===== THE INPUT
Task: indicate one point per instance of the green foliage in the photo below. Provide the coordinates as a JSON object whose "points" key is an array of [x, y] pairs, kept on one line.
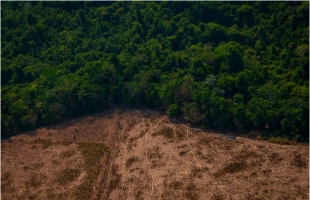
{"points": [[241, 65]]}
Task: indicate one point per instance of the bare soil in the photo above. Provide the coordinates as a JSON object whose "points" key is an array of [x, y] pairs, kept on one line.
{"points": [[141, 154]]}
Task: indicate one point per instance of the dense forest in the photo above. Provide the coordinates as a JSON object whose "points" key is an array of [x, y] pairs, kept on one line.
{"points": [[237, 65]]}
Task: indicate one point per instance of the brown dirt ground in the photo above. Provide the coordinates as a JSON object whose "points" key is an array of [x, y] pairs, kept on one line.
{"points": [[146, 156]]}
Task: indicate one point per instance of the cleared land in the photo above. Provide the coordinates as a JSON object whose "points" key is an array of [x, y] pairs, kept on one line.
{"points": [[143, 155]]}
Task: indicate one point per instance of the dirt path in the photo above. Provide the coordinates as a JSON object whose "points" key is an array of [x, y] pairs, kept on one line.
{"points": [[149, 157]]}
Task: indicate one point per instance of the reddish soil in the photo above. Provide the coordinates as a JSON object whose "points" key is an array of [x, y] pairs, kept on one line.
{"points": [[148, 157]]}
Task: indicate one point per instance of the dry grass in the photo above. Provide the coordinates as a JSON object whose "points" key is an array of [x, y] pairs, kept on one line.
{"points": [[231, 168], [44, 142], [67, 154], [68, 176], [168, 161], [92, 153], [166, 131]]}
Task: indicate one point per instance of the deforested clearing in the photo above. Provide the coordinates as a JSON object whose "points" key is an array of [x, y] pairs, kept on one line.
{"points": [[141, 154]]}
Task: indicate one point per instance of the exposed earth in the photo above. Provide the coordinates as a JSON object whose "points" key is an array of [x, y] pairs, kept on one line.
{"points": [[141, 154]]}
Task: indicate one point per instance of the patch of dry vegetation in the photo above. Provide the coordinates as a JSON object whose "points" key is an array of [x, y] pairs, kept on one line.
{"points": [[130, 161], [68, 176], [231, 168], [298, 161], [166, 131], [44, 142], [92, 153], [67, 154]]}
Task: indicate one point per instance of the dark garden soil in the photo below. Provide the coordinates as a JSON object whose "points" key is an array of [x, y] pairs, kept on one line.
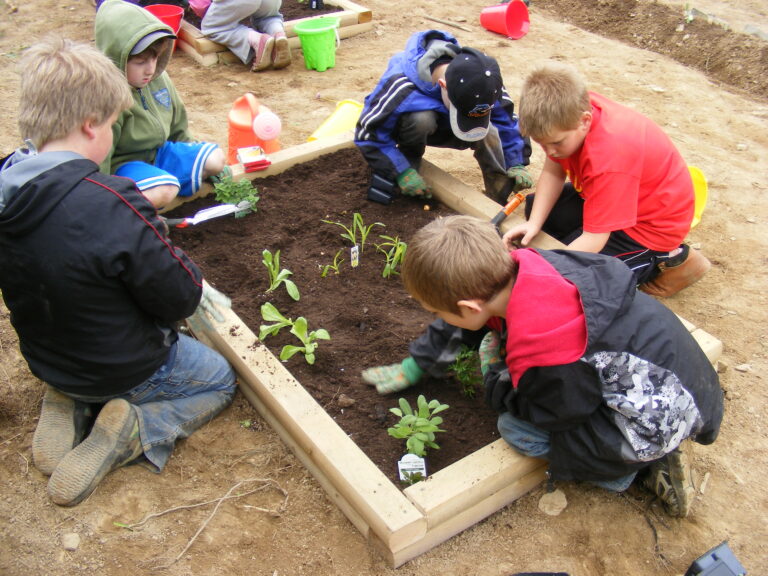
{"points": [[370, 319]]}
==========
===== THE INPUT
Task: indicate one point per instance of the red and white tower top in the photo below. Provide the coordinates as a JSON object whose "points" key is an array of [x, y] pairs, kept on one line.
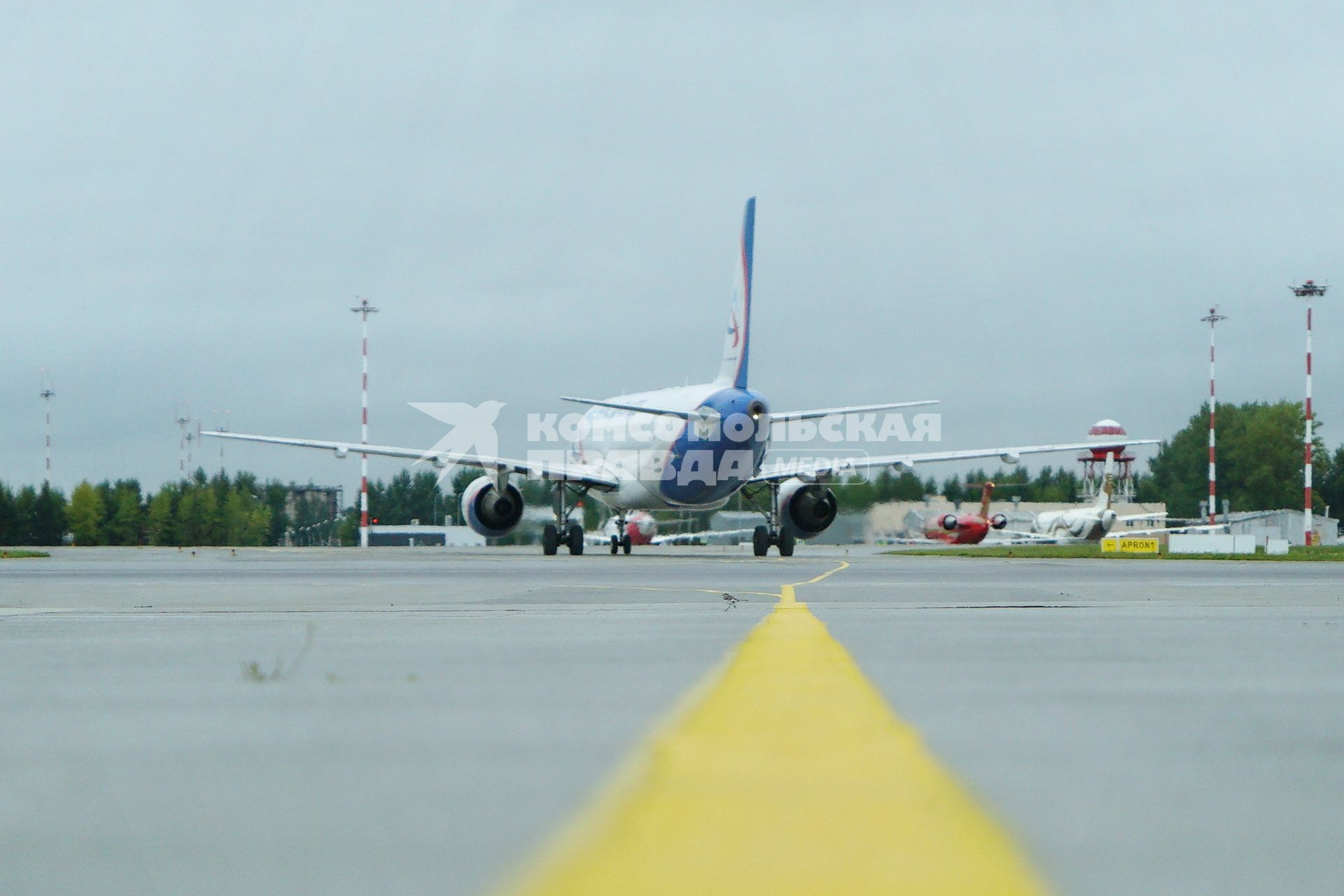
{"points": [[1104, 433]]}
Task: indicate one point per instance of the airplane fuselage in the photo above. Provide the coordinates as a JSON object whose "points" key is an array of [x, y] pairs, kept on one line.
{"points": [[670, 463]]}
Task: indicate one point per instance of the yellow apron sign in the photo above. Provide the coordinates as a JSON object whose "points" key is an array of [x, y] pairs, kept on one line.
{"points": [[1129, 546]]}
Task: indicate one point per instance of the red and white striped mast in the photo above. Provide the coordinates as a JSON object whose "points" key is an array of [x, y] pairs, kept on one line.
==========
REQUIRED WORK: Within the listing above, print exactly the stretch beginning at the line that contains "and white tower" and finishing at the line that contains "and white striped", ends kept, pictures left out, and nothing more.

EXPECTED ANSWER:
Task: indicate one point per instance of the red and white tower top in the photo below. Provide the coordinates as a JSON object whose "points" key is an array of [x, y] pairs, kept on one line.
{"points": [[1104, 433]]}
Task: indicate one point per instance of the airplane fuselage in the photo above. Provide the coordinates as a JSON object whose "points" key is an array of [x, y] pairs, kept on one line.
{"points": [[670, 463]]}
Task: indicate one point per instance of the yellow apron sign in the photo above. Provide the coordinates as a JSON object whose "points" key is an array of [x, y] pairs, kept on one line.
{"points": [[1129, 546]]}
Task: indicate one point per instance of the red and white striped mast in the photo above. Provide the coordinates as a JSON object whose "points" key is an array of [x, y] pairs, kept on one line.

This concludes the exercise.